**The problem:** Repeat each line of the data below exactly, but skip the pictures.

= = =

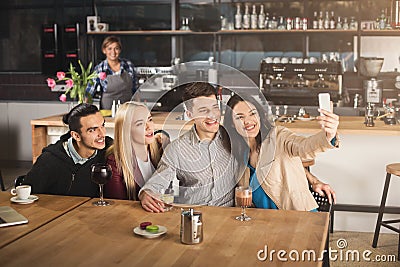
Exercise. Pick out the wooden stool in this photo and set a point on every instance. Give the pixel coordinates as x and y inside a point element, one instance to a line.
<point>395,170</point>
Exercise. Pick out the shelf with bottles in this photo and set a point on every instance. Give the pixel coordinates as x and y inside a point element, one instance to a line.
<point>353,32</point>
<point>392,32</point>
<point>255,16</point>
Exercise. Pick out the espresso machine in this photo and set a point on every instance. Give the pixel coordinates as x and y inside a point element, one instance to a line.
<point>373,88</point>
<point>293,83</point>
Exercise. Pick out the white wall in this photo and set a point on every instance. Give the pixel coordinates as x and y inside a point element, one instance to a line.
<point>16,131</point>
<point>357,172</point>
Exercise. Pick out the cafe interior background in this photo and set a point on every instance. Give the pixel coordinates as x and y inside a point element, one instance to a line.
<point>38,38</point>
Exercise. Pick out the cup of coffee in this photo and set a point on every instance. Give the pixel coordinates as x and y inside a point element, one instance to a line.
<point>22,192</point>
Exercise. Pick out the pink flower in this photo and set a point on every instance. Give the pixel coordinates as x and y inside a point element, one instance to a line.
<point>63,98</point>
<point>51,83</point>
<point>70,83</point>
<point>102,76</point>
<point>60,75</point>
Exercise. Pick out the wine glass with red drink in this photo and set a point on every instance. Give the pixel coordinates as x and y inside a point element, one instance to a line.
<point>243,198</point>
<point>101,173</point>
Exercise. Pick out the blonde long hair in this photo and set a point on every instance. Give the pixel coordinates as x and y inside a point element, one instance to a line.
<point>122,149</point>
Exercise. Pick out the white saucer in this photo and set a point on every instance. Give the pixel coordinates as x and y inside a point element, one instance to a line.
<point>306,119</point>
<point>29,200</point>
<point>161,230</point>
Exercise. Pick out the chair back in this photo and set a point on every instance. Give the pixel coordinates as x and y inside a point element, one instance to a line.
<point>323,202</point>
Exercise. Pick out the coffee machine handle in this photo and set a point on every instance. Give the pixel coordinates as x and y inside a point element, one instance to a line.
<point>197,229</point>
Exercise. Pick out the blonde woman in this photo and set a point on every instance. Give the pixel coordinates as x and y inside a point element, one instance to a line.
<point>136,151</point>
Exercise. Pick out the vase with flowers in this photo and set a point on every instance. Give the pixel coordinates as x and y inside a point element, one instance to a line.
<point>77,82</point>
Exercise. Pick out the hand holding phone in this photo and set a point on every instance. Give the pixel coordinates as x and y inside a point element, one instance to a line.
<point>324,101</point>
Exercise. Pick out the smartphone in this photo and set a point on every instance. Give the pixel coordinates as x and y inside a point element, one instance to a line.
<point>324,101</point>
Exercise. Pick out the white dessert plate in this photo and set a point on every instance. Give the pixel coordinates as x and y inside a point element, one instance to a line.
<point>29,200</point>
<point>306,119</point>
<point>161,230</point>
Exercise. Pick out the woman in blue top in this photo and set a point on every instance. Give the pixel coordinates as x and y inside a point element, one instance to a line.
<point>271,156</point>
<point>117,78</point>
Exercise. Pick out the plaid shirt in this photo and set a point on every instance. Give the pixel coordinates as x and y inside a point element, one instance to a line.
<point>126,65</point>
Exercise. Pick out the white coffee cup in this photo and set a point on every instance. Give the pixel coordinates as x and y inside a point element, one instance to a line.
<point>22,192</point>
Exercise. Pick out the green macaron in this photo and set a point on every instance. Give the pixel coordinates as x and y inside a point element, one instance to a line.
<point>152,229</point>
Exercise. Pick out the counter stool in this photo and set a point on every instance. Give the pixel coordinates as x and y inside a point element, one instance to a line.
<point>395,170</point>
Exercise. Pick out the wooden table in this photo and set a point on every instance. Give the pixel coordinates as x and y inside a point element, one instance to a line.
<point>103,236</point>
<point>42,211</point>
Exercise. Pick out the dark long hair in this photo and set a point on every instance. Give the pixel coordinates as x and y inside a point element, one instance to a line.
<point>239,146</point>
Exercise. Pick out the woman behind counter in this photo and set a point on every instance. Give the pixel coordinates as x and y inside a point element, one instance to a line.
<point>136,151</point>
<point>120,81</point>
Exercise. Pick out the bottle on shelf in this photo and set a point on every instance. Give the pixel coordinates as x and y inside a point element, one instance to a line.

= = =

**Answer for the task:**
Exercise. Pick out the wooden stool in this photo and set a point on every instance. Give the pixel coordinates as x and y inside a point element, one instance to a line.
<point>395,170</point>
Exercise. Pick out the shelf with bottles in this photo and set a point on every instance. Give the pixel coordinates as x and y inside a point element, one instance to a line.
<point>353,32</point>
<point>392,32</point>
<point>255,16</point>
Exercise. Pick out the espresso machine in this photo and set a point on every instance. Give the pixel coordinates as x and y inside a point element, one instance to a line.
<point>373,88</point>
<point>293,83</point>
Exercise. Pick out the white wall in this photo and set a point on every instance. Give the pixel coordinates as x and y inside a point element, one instance to a line.
<point>16,131</point>
<point>357,172</point>
Exercise. Pick out the cafe interior background in this photo and set a point on every instance. Give the pixel coordinates as x and y inside a point element, one instance to a line.
<point>38,38</point>
Exercise. Pick out the cup of coffee in this photo and set a point on every instance. Give the pixel coordinates as x and y inside a point element, one instance to a line.
<point>22,192</point>
Exercise. Pick out the pink flower in this photo and set a point on every instance. Give the pixel coordinates as x and y inside a point element, one instance to a line.
<point>63,98</point>
<point>51,83</point>
<point>70,83</point>
<point>102,76</point>
<point>60,75</point>
Exercise. Pick out the wine glass with red drink in this photo and set a point on every instance. Give the pixel coordinates as x and y inside a point element, one instance to a line.
<point>243,198</point>
<point>101,173</point>
Exercise. Pick out the blonde long hair in this photo and set a point on every instance. Give the pixel coordinates as x and y inside a point element, one instance to a line.
<point>122,149</point>
Exercise. Pick out the white saucer in this photo and set a point on every instance. Give the pixel coordinates as x and y inside a point element, one instance to a line.
<point>306,119</point>
<point>29,200</point>
<point>161,230</point>
Exercise. Pick out the chair back in this photo and set a point on every instance. Give the pixel coordinates as x and y inside a point element, one instance to a line.
<point>323,202</point>
Exercise. Pick out the coffee machine handle in this photo and set a point on every instance. Give the pixel coordinates as x and y inside a point element, one instance to a line.
<point>197,229</point>
Exercise. Pick out the blonde woman in this photo and set a point on every instance. Give the pixel coordinates as x and y inside a point element, one instance to a line.
<point>136,151</point>
Exercise. Pick out the vase with flowers in this photo and set a point on every instance. Give the pixel coordinates as x and y inside a point element, one instance to a line.
<point>77,82</point>
Exercise. Pick out the hand holding phone in this photo and set a point on every instance. Give the pixel coordinates as x and y inside a point element, one instance to a line.
<point>324,101</point>
Exercise. Pick out the smartphone in this photo and set a point on every instance. Give the pixel coordinates as x and y inside a point element, one instance to a line.
<point>324,101</point>
Exercise. Pick out the white dessert plate in this photo and set a point on every instance. Give the pixel coordinates as x and y inside a point element, one instance to a line.
<point>29,200</point>
<point>306,119</point>
<point>161,230</point>
Exercise. Pick out the woman in blue top in this photo and set a point on every instance. Give the pixel coordinates as x and y inside a point element, one instance to a line.
<point>271,156</point>
<point>117,78</point>
Exercise. Pick out the plaid shirt in this photo and set a point on every instance. Give the pixel coordinates as x and y inside a point element, one instance to a line.
<point>126,65</point>
Exercise. Pick out the white coffee cup in this photo and set a point on every instance. Give the pixel coordinates as x and y inside a point element, one instance to a line.
<point>22,192</point>
Exercise. Pick out the green macaron in this photo and set a point on every instance. Give the pixel coordinates as x and y inside a point element, one instance to a line.
<point>152,229</point>
Exercise. Pick out the counter stool in this photo and set a point on every instance. Give the pixel coordinates as x and y inside a point element, one instance to a line.
<point>395,170</point>
Exercise. Pick out the wooden table in this photo and set a point on every instance. Give the pixel coordinates as x and y inside a point element, one instance to a line.
<point>103,236</point>
<point>42,211</point>
Exercise. Pick out the dark long hair in this photo and set a point on every instance. Give the pixel coordinates as x and y inside a point element, one instance to a line.
<point>239,146</point>
Exercise. Pick out the woman behind counter in this photo and set a point on every instance. Give the pixel coordinates as x and y inside a point element, one instance to a line.
<point>136,151</point>
<point>120,81</point>
Exercise. Pick out the bottle on shelf in this photo and set a point on every instance. Give the pixel coordinates as x and y inside a point element, one instance to a line.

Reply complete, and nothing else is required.